-- start of GIVEN RECORDS --

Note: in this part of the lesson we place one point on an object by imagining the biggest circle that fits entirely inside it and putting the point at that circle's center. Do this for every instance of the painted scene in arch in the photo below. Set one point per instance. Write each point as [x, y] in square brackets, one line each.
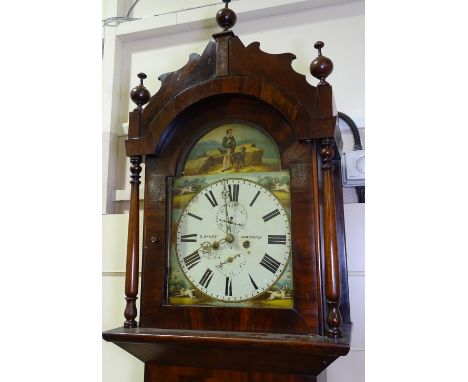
[233, 148]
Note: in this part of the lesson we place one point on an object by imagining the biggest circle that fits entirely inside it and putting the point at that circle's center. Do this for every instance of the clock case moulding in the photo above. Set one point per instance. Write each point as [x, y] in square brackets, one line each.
[231, 82]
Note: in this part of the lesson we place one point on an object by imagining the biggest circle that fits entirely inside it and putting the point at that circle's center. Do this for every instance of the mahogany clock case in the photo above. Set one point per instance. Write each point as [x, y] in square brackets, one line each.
[300, 159]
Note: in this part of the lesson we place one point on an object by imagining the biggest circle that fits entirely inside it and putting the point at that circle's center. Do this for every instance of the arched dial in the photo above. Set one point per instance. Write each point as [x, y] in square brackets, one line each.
[233, 240]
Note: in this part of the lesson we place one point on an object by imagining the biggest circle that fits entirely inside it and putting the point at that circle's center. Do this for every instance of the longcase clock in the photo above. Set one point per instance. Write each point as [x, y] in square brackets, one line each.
[244, 267]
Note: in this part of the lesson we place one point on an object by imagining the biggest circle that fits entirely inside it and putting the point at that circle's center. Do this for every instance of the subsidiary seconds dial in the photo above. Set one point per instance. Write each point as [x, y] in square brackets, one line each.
[233, 240]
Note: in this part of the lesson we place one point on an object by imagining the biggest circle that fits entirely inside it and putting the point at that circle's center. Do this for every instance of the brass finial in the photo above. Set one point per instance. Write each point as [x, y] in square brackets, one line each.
[226, 17]
[322, 66]
[139, 94]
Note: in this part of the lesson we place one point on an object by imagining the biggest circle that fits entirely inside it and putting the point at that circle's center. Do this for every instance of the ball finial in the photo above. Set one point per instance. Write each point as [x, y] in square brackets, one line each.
[322, 66]
[139, 94]
[226, 17]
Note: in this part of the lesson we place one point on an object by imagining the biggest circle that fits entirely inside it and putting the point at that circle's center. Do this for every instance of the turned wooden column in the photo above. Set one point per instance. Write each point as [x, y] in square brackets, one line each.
[330, 245]
[140, 95]
[133, 245]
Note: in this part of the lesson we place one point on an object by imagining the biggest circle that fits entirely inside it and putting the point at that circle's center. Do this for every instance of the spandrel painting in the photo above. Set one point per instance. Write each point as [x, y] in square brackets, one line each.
[233, 148]
[230, 224]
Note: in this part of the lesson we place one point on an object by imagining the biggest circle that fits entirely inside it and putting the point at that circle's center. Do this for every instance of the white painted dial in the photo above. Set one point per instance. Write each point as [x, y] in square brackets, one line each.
[233, 240]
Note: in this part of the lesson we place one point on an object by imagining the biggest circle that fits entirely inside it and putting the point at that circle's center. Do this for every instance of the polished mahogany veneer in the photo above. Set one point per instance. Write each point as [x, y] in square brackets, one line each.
[230, 82]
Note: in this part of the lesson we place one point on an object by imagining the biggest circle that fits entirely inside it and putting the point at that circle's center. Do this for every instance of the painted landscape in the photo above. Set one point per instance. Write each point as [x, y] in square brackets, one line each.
[233, 148]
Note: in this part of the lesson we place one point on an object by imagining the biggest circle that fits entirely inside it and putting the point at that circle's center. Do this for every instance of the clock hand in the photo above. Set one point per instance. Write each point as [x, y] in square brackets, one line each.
[225, 196]
[231, 222]
[230, 259]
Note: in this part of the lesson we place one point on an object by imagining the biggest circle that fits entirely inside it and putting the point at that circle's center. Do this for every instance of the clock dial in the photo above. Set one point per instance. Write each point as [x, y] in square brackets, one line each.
[233, 240]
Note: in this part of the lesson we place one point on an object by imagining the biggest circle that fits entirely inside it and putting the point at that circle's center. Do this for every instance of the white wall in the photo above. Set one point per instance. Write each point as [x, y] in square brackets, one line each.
[156, 45]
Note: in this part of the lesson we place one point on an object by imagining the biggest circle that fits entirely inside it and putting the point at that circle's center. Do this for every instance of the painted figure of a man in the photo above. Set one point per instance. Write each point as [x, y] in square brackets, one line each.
[228, 147]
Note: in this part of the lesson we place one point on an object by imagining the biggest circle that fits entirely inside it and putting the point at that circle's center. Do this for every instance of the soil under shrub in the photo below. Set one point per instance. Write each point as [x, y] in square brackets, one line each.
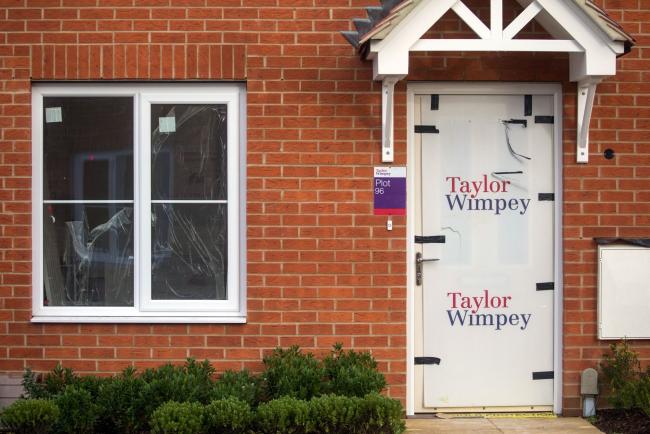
[622, 421]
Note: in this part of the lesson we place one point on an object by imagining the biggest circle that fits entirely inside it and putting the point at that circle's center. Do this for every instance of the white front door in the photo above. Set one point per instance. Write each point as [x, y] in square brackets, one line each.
[486, 230]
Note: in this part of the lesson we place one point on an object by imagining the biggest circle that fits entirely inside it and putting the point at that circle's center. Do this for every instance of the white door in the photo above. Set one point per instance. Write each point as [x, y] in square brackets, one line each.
[486, 226]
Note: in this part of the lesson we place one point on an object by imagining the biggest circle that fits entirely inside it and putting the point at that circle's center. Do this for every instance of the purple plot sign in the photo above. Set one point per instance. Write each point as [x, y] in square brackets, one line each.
[389, 187]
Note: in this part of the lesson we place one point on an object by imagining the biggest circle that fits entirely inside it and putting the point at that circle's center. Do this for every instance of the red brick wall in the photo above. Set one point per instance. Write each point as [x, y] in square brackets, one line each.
[321, 268]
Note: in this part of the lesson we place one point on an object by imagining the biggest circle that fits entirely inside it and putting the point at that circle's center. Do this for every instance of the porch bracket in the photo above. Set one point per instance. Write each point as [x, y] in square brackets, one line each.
[586, 97]
[387, 116]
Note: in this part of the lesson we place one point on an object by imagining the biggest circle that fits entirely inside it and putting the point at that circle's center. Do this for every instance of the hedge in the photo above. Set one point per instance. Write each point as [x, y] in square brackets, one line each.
[296, 393]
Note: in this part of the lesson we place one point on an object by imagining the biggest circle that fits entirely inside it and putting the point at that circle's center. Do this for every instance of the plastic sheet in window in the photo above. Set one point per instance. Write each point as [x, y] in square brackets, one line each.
[88, 266]
[189, 251]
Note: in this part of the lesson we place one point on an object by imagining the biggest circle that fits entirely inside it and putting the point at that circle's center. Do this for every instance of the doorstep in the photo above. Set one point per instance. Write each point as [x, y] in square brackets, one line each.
[480, 425]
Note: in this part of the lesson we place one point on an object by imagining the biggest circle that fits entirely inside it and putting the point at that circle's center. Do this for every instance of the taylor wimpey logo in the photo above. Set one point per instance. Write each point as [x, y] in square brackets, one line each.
[463, 196]
[466, 311]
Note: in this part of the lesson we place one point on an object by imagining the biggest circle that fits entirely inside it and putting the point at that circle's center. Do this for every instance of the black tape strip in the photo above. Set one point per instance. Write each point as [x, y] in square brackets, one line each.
[544, 119]
[435, 102]
[543, 375]
[546, 286]
[546, 197]
[434, 239]
[523, 122]
[431, 129]
[427, 361]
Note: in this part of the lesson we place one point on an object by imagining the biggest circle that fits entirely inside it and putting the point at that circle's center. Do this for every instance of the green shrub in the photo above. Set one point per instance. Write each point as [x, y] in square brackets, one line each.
[178, 418]
[335, 414]
[352, 373]
[380, 414]
[292, 373]
[78, 411]
[47, 385]
[191, 382]
[627, 384]
[229, 415]
[238, 384]
[121, 404]
[30, 416]
[285, 415]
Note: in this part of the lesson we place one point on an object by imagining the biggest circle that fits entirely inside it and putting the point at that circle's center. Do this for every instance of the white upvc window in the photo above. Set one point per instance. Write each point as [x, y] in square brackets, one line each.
[138, 202]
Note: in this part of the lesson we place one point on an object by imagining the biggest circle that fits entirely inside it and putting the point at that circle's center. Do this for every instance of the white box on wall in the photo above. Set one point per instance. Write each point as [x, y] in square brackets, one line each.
[623, 292]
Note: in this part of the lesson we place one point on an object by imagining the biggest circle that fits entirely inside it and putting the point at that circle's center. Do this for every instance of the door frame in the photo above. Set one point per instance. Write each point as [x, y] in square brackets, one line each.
[483, 88]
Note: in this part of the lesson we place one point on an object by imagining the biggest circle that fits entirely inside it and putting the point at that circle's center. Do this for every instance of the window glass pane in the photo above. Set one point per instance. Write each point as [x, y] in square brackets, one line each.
[88, 148]
[189, 251]
[88, 254]
[188, 151]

-- end of GIVEN RECORDS --

▶ [REQUIREMENTS]: Copy out exactly the lines between the line with "the door frame" and the last line of the entries, counting both of those lines.

▶ [CORRECT RESPONSE]:
Note: in this part of the lesson we place one point on an object by imagining the biggest circle that fits entirely inside it and putting the point at that circle's center. Do this for every instance of the door frame in the photo above. Set one point per instance. Write each point as [x, y] in square brackets, one line each.
[483, 88]
Note: in this part of the lesson we place one point on an object by imagining the biggest circle that fits entirely inside it and putting the point at that circle's center. Do this for every instance of the window glass pane in the photo above. Set one point per instance. Write each point as [x, y] in square brackets, one line each.
[88, 148]
[189, 251]
[88, 254]
[188, 151]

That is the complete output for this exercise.